ASSIGNMENT 1:
In the movie list, which actress plays Mace in Strange Days?
ASSIGNMENT 2:
How would you render this sentence from the movie list in Spanish: "Strange Days flopped badly on release and is still under-seen."
ASSIGNMENT 3:
Write out the stretch of the movie list from "A lot of people watched" through "Truman Show (1998)", with every word unchanged.

Contact is the longest movie on this list (2 hours 30 minutes) and the most patient. It's a film about science and faith and bureaucracy and ambition, and it doesn't rush any of those things. The actual first-contact moment is one of the most carefully constructed sequences in the decade — the buildup is so deliberate that when it pays off, it genuinely lands.

Jodie Foster is extraordinary. The movie doesn't talk down to its audience. And the ending, which frustrated a lot of people in 1997, is the only honest ending the story could have had.

Where to stream: Max

06

Strange Days (1995)

Directed by: Kathryn Bigelow | Starring: Ralph Fiennes, Angela Bassett, Juliette Lewis

Set in Los Angeles at the turn of the millennium — New Year's Eve, 1999 — Strange Days is about a black-market dealer (Ralph Fiennes) who trades in recorded memories. When he gets ahold of a recording connected to a murder, things escalate fast.

This one is not easy viewing. It's loud, it's intense, and a particular sequence early in the film is genuinely hard to sit through (recorded POV assault — it's brutal and intentional). But Kathryn Bigelow is doing something real here: the technology at the center of the story, memories-as-commodity, is a direct ancestor of every conversation we're having now about surveillance, deepfakes, and recorded experience.

Angela Bassett as Mace is one of the most competent, grounded action heroes of the 90s. The film belongs as much to her as to Fiennes.

Strange Days flopped badly on release and is still under-seen. It deserves better.

Where to stream: Tubi (free)

07

Starship Troopers (1997)

Directed by: Paul Verhoeven | Starring: Casper Van Dien, Dina Meyer, Neil Patrick Harris

A lot of people watched this movie as a sincere action film about soldiers killing giant bugs. That is the wrong read.

Starship Troopers is a satire of fascism so committed to its bit that most audiences missed it entirely on release. Verhoeven modeled the aesthetic directly on Nazi propaganda aesthetics — the uniforms, the fonts, the recruitment ads — and made the heroes simultaneously likeable and completely ideologically hollow. It is deeply weird, genuinely funny in a bleak way, and more relevant now than it was in 1997.

The bug fights are also fun. This movie works on multiple levels.

Where to stream: Peacock, Paramount+

08

The Truman Show (1998)

Directed by: Peter Weir | Starring: Jim Carrey, Ed Harris, Laura Linney

Truman Burbank (Jim Carrey) has lived his entire life inside a TV set. The town is a stage. The weather is controlled. Everyone around him is an actor. He just doesn't know it yet.

The idea is high-concept and the execution is flawless. Peter Weir builds the unreality gradually — little wrongnesses stacking up before Truman starts noticing them — and Jim Carrey gives one of the few genuinely restrained performances of his career. The emotional beats hit harder than you expect a "concept movie" to hit.

It's also one of the clearest early predictions of reality TV, surveillance culture, and parasocial relationship dynamics. All three of those things have gotten much more intense since 1998, which is why The Truman Show keeps getting rediscovered by new audiences.

EXTRACTED ENTRIES:
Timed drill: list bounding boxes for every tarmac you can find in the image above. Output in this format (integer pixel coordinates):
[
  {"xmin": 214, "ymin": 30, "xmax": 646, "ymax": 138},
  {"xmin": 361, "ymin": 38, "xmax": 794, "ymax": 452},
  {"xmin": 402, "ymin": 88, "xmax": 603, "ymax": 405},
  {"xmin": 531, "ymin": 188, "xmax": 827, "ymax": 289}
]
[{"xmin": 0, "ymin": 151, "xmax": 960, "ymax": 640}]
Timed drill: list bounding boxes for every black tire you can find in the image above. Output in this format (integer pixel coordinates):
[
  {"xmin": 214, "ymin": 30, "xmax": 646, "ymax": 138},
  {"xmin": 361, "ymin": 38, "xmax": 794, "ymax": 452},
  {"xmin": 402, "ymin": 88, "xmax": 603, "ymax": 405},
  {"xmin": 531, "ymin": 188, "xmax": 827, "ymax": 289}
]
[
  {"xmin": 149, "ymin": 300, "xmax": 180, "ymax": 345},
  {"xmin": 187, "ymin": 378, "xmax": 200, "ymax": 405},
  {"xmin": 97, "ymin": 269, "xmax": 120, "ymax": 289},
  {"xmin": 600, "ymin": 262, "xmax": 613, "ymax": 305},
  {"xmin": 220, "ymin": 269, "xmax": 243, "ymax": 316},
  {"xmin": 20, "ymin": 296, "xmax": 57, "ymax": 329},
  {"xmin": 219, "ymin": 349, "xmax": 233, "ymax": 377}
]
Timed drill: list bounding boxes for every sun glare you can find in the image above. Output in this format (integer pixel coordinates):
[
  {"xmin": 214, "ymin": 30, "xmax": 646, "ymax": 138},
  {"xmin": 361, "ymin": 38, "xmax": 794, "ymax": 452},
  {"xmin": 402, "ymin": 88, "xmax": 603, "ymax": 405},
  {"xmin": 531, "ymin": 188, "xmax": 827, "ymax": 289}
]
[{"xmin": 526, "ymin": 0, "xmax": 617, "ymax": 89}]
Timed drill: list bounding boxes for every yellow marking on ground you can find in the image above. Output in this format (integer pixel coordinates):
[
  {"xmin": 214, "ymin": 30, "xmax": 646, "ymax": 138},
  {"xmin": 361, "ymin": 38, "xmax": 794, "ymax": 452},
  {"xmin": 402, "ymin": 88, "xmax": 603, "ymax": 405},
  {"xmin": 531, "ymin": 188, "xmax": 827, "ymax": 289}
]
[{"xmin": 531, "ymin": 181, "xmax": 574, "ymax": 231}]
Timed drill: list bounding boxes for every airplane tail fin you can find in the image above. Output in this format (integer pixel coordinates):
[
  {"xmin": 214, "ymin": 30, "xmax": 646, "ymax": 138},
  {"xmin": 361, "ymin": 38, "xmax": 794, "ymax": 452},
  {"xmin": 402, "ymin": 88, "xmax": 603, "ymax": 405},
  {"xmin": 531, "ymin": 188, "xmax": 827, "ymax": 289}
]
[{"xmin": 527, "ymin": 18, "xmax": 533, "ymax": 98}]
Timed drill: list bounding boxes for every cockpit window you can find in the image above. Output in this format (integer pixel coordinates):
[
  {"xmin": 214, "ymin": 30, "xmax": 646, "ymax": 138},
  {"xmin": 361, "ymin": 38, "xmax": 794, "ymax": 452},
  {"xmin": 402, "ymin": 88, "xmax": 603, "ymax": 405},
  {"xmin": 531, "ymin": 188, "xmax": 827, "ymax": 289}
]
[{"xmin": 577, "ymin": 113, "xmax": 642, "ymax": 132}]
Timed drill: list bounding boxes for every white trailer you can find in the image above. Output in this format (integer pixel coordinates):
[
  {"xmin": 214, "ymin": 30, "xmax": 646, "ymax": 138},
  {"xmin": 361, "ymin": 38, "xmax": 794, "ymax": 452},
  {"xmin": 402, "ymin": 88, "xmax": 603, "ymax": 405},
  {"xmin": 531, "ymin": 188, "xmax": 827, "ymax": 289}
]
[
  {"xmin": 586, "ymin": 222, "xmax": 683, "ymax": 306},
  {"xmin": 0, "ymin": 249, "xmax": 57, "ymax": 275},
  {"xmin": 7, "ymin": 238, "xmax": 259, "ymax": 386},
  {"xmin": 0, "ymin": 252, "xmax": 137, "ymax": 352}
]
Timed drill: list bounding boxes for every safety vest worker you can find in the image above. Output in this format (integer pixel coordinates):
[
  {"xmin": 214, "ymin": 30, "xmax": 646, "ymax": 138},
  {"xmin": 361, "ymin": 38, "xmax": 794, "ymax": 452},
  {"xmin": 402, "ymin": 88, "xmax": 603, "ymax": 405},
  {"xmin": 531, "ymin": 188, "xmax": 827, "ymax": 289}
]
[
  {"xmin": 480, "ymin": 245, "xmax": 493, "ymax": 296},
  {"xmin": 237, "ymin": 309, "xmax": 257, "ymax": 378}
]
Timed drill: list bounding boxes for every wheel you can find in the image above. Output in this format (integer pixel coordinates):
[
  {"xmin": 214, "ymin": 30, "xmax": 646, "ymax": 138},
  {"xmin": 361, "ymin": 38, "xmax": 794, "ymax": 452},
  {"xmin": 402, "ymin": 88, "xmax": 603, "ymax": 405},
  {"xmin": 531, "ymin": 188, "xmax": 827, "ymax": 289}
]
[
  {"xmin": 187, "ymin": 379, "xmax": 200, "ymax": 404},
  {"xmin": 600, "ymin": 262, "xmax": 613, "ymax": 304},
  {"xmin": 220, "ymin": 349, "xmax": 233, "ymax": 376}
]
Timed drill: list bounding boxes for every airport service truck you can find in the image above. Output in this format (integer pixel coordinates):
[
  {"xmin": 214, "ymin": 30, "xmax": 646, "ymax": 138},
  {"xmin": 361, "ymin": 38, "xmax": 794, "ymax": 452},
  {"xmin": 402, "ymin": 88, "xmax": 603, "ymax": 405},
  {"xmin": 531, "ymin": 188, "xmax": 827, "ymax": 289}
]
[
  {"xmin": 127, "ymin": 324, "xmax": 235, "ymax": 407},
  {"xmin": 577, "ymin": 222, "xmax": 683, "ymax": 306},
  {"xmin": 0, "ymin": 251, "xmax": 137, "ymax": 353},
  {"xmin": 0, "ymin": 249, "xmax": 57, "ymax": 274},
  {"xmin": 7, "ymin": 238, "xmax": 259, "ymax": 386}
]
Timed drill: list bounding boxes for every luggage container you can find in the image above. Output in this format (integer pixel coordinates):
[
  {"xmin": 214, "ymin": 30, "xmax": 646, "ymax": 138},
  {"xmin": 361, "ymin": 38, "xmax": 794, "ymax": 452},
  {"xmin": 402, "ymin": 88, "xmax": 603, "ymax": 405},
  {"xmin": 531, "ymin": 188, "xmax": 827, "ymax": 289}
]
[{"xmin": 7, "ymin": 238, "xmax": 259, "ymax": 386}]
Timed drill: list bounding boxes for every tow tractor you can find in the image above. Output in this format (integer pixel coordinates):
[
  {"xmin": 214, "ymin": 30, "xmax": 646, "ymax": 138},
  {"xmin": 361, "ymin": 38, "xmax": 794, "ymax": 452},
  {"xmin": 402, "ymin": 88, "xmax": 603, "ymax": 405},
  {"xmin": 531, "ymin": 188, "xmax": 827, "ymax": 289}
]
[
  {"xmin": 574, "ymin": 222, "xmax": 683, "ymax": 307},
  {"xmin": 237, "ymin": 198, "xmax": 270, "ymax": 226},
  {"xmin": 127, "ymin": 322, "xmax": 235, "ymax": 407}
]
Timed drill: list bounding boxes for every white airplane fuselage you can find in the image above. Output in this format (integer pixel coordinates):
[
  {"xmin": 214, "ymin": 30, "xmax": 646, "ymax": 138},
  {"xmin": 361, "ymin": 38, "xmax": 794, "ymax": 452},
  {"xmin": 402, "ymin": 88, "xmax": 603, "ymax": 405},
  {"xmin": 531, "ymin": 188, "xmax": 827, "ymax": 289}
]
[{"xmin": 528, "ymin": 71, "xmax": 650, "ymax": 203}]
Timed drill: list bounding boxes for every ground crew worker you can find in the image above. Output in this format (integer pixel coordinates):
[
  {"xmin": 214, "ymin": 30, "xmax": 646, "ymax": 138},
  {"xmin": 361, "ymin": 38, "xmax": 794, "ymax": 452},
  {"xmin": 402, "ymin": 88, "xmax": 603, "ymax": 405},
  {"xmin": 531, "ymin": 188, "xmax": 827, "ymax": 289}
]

RESPONSE 1:
Angela Bassett

RESPONSE 2:
Strange Days fracasó estrepitosamente en su estreno y todavía se ve poco.

RESPONSE 3:
A lot of people watched this movie as a sincere action film about soldiers killing giant bugs. That is the wrong read.

Starship Troopers is a satire of fascism so committed to its bit that most audiences missed it entirely on release. Verhoeven modeled the aesthetic directly on Nazi propaganda aesthetics — the uniforms, the fonts, the recruitment ads — and made the heroes simultaneously likeable and completely ideologically hollow. It is deeply weird, genuinely funny in a bleak way, and more relevant now than it was in 1997.

The bug fights are also fun. This movie works on multiple levels.

Where to stream: Peacock, Paramount+

08

The Truman Show (1998)